AIM OF THE EXERCISE - Once you have read the listing, print all of it word for word.
═══ EXTRACTED DATA ═══
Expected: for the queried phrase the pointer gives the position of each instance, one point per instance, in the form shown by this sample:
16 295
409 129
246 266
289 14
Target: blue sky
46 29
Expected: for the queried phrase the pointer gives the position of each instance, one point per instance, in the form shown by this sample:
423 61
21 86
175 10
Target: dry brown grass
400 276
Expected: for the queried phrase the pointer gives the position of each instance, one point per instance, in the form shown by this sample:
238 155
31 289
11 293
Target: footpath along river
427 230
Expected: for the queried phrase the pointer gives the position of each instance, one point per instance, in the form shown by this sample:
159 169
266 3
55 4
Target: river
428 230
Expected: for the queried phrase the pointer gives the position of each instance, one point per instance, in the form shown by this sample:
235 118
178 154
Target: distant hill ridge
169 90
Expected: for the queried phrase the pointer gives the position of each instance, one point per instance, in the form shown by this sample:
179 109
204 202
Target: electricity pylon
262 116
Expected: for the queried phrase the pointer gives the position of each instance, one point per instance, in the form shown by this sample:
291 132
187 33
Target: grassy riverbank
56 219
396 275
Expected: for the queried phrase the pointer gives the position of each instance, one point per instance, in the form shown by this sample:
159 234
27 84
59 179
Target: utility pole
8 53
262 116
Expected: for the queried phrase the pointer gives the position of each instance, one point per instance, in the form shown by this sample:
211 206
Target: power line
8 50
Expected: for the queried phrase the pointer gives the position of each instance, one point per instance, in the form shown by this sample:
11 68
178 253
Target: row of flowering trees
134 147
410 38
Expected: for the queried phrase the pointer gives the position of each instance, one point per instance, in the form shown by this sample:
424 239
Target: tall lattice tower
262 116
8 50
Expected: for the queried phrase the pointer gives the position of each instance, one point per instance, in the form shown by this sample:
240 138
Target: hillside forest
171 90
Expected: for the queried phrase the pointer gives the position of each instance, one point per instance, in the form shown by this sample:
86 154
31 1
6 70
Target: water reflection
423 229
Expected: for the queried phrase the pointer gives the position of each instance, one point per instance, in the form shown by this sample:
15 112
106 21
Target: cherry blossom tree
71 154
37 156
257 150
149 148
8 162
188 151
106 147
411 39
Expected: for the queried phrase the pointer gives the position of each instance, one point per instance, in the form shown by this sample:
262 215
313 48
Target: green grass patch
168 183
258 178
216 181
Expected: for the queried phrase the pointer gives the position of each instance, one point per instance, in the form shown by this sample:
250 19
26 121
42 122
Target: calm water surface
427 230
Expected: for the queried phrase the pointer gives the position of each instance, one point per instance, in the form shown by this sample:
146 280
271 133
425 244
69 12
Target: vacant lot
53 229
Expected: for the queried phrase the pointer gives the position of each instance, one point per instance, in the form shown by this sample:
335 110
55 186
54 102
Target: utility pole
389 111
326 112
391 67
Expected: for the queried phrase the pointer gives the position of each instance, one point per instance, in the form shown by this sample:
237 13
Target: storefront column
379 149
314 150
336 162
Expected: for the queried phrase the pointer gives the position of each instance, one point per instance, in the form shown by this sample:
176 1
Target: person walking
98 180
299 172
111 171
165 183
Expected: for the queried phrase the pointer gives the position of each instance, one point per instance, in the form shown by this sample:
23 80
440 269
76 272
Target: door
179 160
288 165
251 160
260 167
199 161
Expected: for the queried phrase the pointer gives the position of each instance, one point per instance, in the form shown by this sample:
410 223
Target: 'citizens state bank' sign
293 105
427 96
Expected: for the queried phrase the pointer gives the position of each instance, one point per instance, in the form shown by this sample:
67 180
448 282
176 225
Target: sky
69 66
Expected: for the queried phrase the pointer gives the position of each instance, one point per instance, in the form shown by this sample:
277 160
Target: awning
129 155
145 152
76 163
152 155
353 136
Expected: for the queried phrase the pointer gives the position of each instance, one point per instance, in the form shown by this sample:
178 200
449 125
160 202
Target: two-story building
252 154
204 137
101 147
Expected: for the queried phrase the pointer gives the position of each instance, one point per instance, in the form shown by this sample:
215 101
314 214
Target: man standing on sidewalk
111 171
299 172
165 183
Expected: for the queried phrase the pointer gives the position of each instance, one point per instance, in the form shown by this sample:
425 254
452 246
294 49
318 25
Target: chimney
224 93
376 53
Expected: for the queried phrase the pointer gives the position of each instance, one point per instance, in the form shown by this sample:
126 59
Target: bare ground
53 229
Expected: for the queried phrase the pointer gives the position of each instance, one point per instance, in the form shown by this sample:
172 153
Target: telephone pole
═══
RESULT FOR THIS TASK -
Expected: for the queried phrase the pointer gives the position of each instance, one point per instance, in the form shown by this sample:
16 295
409 129
246 266
289 14
Target: blue sky
46 29
Expected: for the queried phrase the pointer gives the position of each instance, one point per instance, in the form shown by this sample:
423 61
21 86
175 10
Target: dry brown grass
400 276
Expected: for the queried phrase the pointer gives the position of each instance, one point per instance, in the form shown by this sample:
238 155
31 289
11 293
Target: footpath along river
427 230
Expected: for the queried phrase the pointer gives the position of each instance, one point per instance, in the form shown by this sample:
159 169
266 3
55 4
Target: river
428 230
Expected: for the queried phrase the pointer gives the position of each instance, one point per instance, in the form shown by this sample:
235 118
178 154
Target: distant hill ridge
169 90
Expected: for the queried phrase the pointer gives the position of each instance, one point per instance, in the form shown by this sample:
179 109
204 202
Target: electricity pylon
262 116
Expected: for the queried phrase the pointer gives the position of each instance, one point per instance, in the form shown by this sample:
291 132
187 33
Target: grassy riverbank
56 219
396 275
Expected: for the queried phrase the pointer gives the position of each instance, one point per instance, in the form shown by this sample:
159 234
27 84
59 179
Target: utility pole
8 53
262 116
Expected: for the queried phrase the pointer gives the position of each instance, one point per instance, in the form shown by this sample:
211 206
Target: power line
8 50
Expected: for the queried phrase the pointer gives the position of each instance, one point per instance, in the form shown by this sample:
11 68
178 253
Target: row of flowering trees
134 147
410 38
Expected: for the queried phrase the pointer gives the position of each instance, one point per instance, in the form shown by this sample:
424 239
Target: tall lattice tower
262 116
8 50
Expected: for the queried phrase the pointer gives the position of each instance, one point per instance, in the form shown by this sample:
240 138
Target: hillside forest
171 90
Expected: for the queried phrase the pointer gives the position of each instance, one point per instance, in the form shown by this sample:
86 154
31 1
6 70
Target: water reflection
423 229
Expected: for the queried phrase the pointer gives the position of each instance, one point per instance, in the form shown by this sample:
15 112
106 21
Target: cherry blossom tree
71 154
37 156
257 150
149 148
8 162
188 151
106 147
411 39
Expected: for the queried phrase the pointer gives the position of each instance, one point per instance, in the form shown by this sample:
262 215
313 48
Target: green grass patch
168 183
258 178
216 181
Expected: for the queried phrase the pointer gives the position of each instance, one point per instance, in the form shown by this sample:
250 19
26 121
42 122
Target: calm water surface
427 230
Expected: for the queried phrase the pointer gives the position of each instance, one point per instance, in the form shown by this sample:
146 280
271 133
425 244
69 12
Target: vacant lot
53 229
Expected: for the queried phrase the pointer gives the position of each instance, one point per instance, in the form shown by this sample:
335 110
55 186
54 102
Target: utility pole
389 111
326 112
391 67
Expected: for the queried phrase the pointer gives the position of each instance, one point per instance, in the form shown by this sample:
237 13
Target: storefront column
379 149
314 150
336 162
Expected: for the queried phrase the pointer gives the position of each instance, one point per instance, in the form shown by this sample:
176 1
Target: person walking
98 180
299 172
111 171
165 183
Expected: for the queried phrase the pointer gives the position of each instance, one point per instance, in the form shown by this sample:
23 80
440 269
76 272
Target: door
179 160
288 165
251 160
260 167
199 161
Expected: for the queried phrase the pointer gives the position of each instance, one point per instance, in the form shown by this sample:
410 223
Target: 'citizens state bank' sign
293 105
427 96
Expected: for the queried phrase the pointer gives the position of each instance, one point per instance, in the form shown by this sample:
67 180
448 282
176 225
Target: sky
69 66
Expected: for the queried phrase the pointer gives the position of each instance, one point per instance, in the form shown by this sample:
277 160
Target: awning
129 155
145 152
76 163
152 155
353 136
Expected: for the queried phrase the pointer gives the position of each instance, one point per instance, in the form shown by this sample:
178 200
449 125
160 202
Target: two-story building
252 154
204 137
101 147
Expected: for the queried phrase the pointer gives the position of each instance, one point per instance, in the form shown by this sample:
215 101
314 214
Target: man standing on sidewalk
111 171
299 172
165 183
Expected: for the queried phrase the pointer gives the position of each instance, one point per instance, in the form shown by this sample:
425 254
452 246
294 49
318 25
Target: chimney
224 93
376 53
Expected: for the queried phrase the pointer gives the position of each instance, one point per instance, in the form shown by this sample:
126 59
Target: bare ground
53 229
Expected: for the queried phrase the pointer gives the position of each instance, one point per instance, in the form shown by this sample:
172 153
Target: telephone pole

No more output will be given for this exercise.